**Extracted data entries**
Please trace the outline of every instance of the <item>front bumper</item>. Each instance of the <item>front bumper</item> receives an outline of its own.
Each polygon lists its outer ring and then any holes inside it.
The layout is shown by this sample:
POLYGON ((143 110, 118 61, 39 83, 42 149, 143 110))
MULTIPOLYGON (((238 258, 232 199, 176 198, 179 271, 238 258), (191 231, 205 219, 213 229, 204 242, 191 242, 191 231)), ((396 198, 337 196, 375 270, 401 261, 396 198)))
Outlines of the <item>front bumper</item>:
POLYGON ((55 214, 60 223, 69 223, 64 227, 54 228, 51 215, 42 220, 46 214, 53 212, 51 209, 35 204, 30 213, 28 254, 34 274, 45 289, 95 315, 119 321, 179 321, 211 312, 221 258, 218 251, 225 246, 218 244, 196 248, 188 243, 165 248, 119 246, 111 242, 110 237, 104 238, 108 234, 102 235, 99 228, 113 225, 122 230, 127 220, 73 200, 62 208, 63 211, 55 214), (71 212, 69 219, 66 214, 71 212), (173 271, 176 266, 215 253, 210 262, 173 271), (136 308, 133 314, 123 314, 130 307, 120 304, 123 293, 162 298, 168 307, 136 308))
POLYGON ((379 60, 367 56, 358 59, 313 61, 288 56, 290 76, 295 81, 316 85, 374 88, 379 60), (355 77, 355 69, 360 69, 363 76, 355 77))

...

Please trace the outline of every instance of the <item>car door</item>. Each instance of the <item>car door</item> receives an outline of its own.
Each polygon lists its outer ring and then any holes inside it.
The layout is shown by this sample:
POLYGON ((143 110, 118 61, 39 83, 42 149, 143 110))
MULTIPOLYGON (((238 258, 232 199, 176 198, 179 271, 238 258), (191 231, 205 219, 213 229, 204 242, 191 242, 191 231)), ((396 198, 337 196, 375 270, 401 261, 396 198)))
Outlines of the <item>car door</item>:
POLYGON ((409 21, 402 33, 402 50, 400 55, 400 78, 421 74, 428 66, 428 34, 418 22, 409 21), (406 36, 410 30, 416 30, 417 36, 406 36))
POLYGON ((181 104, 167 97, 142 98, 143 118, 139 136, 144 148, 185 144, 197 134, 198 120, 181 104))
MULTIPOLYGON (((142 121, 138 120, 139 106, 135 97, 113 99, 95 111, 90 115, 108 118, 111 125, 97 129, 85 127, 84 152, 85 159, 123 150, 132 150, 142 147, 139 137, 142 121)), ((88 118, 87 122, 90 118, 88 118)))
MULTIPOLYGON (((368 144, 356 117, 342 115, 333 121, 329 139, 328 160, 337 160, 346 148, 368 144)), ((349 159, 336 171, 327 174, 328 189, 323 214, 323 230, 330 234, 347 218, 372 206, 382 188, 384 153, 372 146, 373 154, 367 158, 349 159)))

...

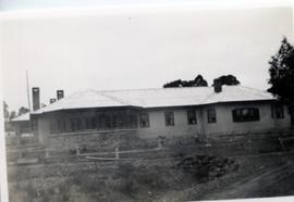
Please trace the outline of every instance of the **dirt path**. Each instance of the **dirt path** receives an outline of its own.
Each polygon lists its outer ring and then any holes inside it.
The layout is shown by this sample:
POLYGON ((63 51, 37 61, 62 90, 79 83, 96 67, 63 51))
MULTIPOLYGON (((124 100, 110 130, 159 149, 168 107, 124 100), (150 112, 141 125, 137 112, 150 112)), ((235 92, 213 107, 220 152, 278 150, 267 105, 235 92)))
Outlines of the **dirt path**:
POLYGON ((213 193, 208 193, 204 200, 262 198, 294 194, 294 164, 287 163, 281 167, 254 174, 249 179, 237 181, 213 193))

**Exercise prompt**
Reproduce the stretch from the line containing "Please trace the outline of every instance of the <item>car" through the line containing "Outlines of the <item>car", substituting "exterior boundary" for "outer ring" and leaving everything else unchanged.

**Task response**
Please trace the outline of every instance of the <item>car door</item>. Each instance of the <item>car door</item> receives an outline of its own.
Each polygon lists its exterior boundary and then any holes inside it.
The layout is shown by this sample:
POLYGON ((143 110, 118 61, 39 83, 42 149, 143 110))
MULTIPOLYGON (((238 258, 232 199, 176 198, 179 271, 238 258), (191 231, 205 219, 213 229, 204 242, 191 242, 191 231)), ((396 198, 337 196, 375 270, 401 261, 396 198)))
Outlines of the <item>car door</item>:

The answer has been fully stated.